[Instructions for the task]
Which lines of the entries contain the word "spire"? Please list them.

──────────────────────────────

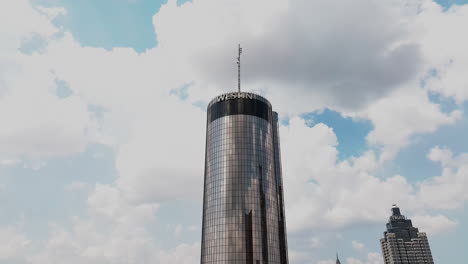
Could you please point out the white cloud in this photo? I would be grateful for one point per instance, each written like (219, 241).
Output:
(446, 191)
(434, 225)
(76, 186)
(313, 56)
(13, 243)
(357, 245)
(372, 258)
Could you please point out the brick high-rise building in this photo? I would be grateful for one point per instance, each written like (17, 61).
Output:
(403, 243)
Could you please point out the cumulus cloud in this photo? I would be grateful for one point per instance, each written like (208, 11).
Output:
(357, 245)
(372, 258)
(302, 55)
(434, 225)
(12, 243)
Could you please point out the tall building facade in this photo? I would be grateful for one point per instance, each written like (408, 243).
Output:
(403, 243)
(243, 205)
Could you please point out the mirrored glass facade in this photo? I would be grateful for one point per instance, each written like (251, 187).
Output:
(243, 207)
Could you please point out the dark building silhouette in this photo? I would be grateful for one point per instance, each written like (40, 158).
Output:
(403, 243)
(243, 206)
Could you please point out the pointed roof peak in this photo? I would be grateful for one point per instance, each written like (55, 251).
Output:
(337, 259)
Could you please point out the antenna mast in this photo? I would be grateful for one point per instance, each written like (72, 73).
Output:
(238, 68)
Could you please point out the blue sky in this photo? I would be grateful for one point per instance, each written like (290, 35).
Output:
(103, 144)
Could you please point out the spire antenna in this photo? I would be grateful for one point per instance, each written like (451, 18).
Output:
(238, 68)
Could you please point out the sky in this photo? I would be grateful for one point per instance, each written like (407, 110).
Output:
(103, 111)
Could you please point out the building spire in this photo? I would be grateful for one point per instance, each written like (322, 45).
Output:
(238, 68)
(337, 259)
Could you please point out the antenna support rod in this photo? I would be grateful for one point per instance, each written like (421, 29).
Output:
(238, 68)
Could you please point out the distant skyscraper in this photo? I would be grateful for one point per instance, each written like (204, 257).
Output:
(403, 243)
(243, 207)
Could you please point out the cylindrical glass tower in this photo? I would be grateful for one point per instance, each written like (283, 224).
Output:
(243, 208)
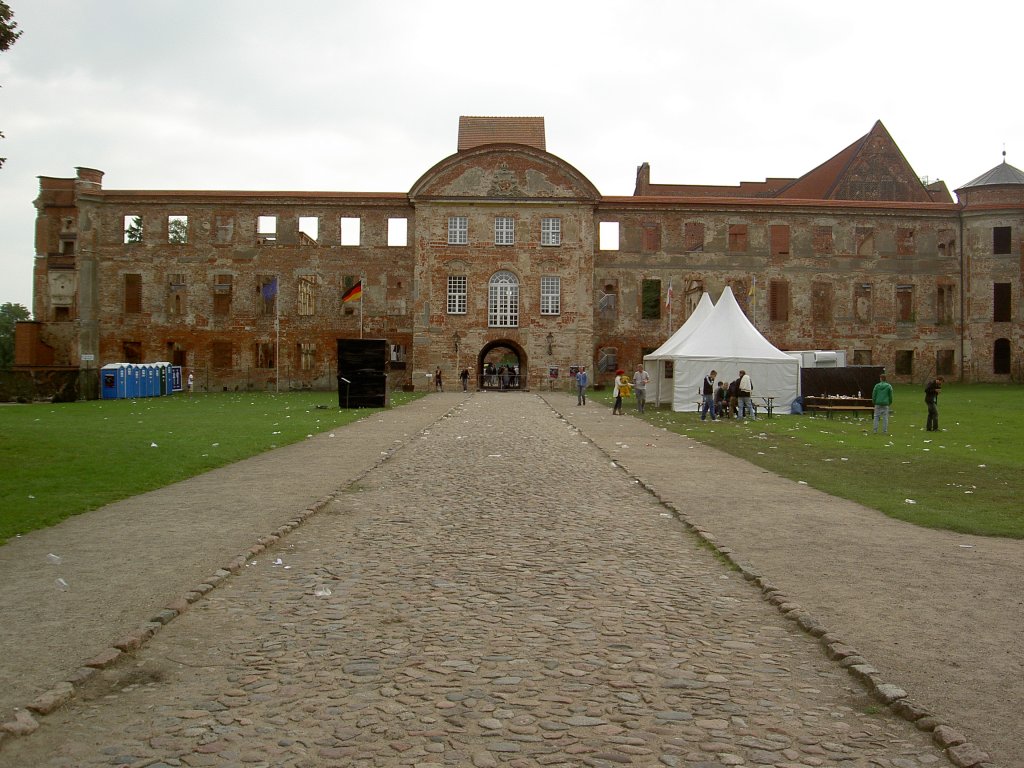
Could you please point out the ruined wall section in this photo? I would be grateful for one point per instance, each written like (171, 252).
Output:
(881, 283)
(205, 280)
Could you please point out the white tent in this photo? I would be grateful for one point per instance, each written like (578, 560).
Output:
(660, 386)
(728, 342)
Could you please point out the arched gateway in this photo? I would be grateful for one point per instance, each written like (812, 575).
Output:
(502, 366)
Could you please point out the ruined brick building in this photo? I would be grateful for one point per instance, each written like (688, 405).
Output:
(505, 253)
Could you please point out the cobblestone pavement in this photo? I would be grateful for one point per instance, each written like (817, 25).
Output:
(498, 593)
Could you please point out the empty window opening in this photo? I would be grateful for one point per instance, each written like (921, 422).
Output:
(608, 236)
(177, 229)
(1001, 356)
(650, 299)
(266, 229)
(458, 230)
(1000, 240)
(397, 232)
(904, 363)
(349, 230)
(133, 228)
(308, 230)
(133, 293)
(1001, 309)
(904, 304)
(551, 295)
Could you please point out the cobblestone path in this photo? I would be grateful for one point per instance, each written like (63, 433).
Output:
(499, 593)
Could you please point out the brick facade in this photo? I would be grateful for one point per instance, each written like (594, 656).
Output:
(244, 289)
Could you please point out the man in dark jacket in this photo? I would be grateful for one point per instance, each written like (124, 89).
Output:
(932, 400)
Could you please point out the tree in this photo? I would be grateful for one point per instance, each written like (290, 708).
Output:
(9, 314)
(8, 34)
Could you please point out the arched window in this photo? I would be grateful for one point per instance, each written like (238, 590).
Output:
(503, 300)
(1000, 356)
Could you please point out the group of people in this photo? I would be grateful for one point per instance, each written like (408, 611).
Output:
(732, 400)
(882, 399)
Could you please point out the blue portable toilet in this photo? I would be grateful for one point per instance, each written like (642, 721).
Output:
(109, 381)
(134, 381)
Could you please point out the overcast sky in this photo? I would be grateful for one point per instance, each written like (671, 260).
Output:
(366, 96)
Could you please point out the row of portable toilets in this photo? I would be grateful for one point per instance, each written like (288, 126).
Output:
(121, 380)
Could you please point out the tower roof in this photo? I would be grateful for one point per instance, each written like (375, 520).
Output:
(475, 131)
(1003, 174)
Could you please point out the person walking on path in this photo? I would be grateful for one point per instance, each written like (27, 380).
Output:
(745, 403)
(640, 380)
(582, 386)
(932, 400)
(621, 388)
(882, 397)
(708, 396)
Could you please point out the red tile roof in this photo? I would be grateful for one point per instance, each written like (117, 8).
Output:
(474, 131)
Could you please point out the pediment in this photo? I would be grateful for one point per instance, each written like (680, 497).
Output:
(504, 173)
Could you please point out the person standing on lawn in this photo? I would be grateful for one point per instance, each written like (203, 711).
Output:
(932, 400)
(882, 398)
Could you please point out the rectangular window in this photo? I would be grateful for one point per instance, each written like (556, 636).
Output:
(225, 228)
(263, 354)
(943, 303)
(266, 295)
(457, 294)
(823, 243)
(397, 232)
(864, 237)
(904, 363)
(308, 230)
(737, 238)
(778, 301)
(608, 236)
(1000, 240)
(349, 230)
(944, 361)
(266, 230)
(133, 294)
(904, 242)
(307, 295)
(779, 237)
(862, 303)
(220, 354)
(222, 295)
(651, 238)
(551, 231)
(904, 304)
(1001, 307)
(551, 295)
(821, 303)
(177, 229)
(133, 228)
(504, 230)
(458, 230)
(650, 299)
(693, 236)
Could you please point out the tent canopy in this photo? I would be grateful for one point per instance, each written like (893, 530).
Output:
(728, 342)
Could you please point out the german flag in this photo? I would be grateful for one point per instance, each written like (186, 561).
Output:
(355, 292)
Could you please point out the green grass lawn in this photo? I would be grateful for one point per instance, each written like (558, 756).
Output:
(967, 477)
(60, 460)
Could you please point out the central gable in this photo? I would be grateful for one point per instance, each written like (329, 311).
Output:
(504, 171)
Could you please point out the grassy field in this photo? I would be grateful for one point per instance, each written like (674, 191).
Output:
(60, 460)
(967, 477)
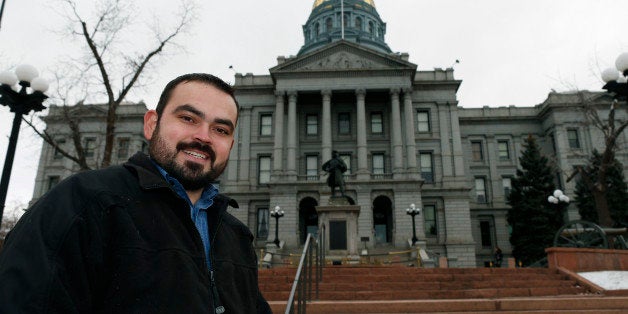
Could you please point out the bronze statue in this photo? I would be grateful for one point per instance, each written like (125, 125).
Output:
(335, 167)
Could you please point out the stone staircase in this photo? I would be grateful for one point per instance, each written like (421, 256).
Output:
(378, 289)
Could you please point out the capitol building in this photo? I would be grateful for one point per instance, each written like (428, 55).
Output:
(398, 128)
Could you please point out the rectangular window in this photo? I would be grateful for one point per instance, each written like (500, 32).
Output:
(574, 140)
(423, 121)
(263, 174)
(429, 212)
(480, 190)
(262, 223)
(266, 124)
(52, 181)
(427, 169)
(311, 167)
(507, 184)
(123, 147)
(89, 147)
(347, 159)
(486, 234)
(344, 123)
(57, 154)
(377, 123)
(476, 151)
(378, 163)
(311, 124)
(503, 151)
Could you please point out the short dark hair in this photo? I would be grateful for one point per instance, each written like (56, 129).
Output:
(194, 77)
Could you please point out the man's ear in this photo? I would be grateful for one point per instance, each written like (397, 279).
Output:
(150, 123)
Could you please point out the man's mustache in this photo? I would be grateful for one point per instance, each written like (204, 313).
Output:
(200, 147)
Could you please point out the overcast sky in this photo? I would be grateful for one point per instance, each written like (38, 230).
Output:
(510, 52)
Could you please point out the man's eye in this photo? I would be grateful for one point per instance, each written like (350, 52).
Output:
(187, 119)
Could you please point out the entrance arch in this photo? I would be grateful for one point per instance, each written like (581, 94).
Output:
(382, 219)
(308, 218)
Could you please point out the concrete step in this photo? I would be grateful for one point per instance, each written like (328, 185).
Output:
(572, 304)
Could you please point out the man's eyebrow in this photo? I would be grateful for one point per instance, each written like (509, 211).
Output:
(200, 114)
(190, 109)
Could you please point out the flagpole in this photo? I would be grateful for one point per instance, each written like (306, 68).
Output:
(342, 18)
(1, 11)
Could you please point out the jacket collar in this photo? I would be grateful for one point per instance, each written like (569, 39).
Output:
(149, 177)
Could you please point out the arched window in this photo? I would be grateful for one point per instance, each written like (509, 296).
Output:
(358, 23)
(308, 218)
(382, 219)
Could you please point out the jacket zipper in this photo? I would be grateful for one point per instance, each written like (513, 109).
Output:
(218, 307)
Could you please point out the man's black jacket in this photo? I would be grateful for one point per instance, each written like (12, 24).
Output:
(120, 240)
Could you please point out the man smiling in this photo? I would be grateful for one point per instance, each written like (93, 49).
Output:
(150, 236)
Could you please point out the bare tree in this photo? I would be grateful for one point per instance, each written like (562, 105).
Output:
(110, 67)
(611, 127)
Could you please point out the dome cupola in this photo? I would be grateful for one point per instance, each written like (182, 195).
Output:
(362, 25)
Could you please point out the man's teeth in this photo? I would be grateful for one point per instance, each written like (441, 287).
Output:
(193, 154)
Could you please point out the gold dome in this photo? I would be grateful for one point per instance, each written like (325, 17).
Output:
(319, 2)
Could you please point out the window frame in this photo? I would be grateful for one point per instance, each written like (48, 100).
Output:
(480, 145)
(423, 122)
(427, 227)
(308, 125)
(266, 128)
(383, 162)
(380, 124)
(430, 155)
(570, 140)
(481, 195)
(340, 122)
(503, 155)
(264, 175)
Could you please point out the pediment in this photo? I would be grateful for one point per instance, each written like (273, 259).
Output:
(343, 56)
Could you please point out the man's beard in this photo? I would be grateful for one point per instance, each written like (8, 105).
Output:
(189, 174)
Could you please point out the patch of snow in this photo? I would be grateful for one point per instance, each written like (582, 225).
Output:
(608, 280)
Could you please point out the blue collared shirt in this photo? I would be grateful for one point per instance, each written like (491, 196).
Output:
(198, 211)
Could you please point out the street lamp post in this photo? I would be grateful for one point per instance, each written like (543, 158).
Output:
(277, 213)
(616, 83)
(559, 197)
(413, 211)
(21, 103)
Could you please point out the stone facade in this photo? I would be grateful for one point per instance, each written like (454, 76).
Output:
(400, 131)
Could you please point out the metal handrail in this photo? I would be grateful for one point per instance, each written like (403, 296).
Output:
(302, 285)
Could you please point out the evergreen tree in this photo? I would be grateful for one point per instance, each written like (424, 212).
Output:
(534, 221)
(616, 192)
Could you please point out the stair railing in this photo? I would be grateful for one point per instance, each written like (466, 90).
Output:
(301, 291)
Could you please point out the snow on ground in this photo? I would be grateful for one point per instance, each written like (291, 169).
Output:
(608, 280)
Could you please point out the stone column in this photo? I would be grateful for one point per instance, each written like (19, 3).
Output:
(245, 149)
(278, 148)
(457, 144)
(326, 125)
(362, 171)
(395, 127)
(446, 151)
(410, 141)
(292, 135)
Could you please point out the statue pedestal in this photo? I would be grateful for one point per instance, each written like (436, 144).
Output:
(340, 221)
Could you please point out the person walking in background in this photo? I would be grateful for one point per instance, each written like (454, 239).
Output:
(150, 236)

──────────────────────────────

[Answer space]
Could you please point out the spire antenna in this photo? I would be grateful for one point per instance, each written like (451, 18).
Could you please point out the building spire in this photo? I would be grateful for one point per instance, each written like (322, 45).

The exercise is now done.